**SET TASK:** Render every line of the records below as a JSON list of strings, one string per line, with blank lines omitted.

**RECORDS SHOWN:**
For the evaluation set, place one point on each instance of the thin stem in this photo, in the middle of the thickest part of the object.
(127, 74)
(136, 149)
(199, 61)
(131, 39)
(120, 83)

**REPLY:**
[
  "For the evaluation set, place one point on each instance of the thin stem in this photo, in the middle of the thickest part of the object.",
  "(127, 74)",
  "(136, 149)",
  "(199, 61)",
  "(131, 39)",
  "(120, 83)"
]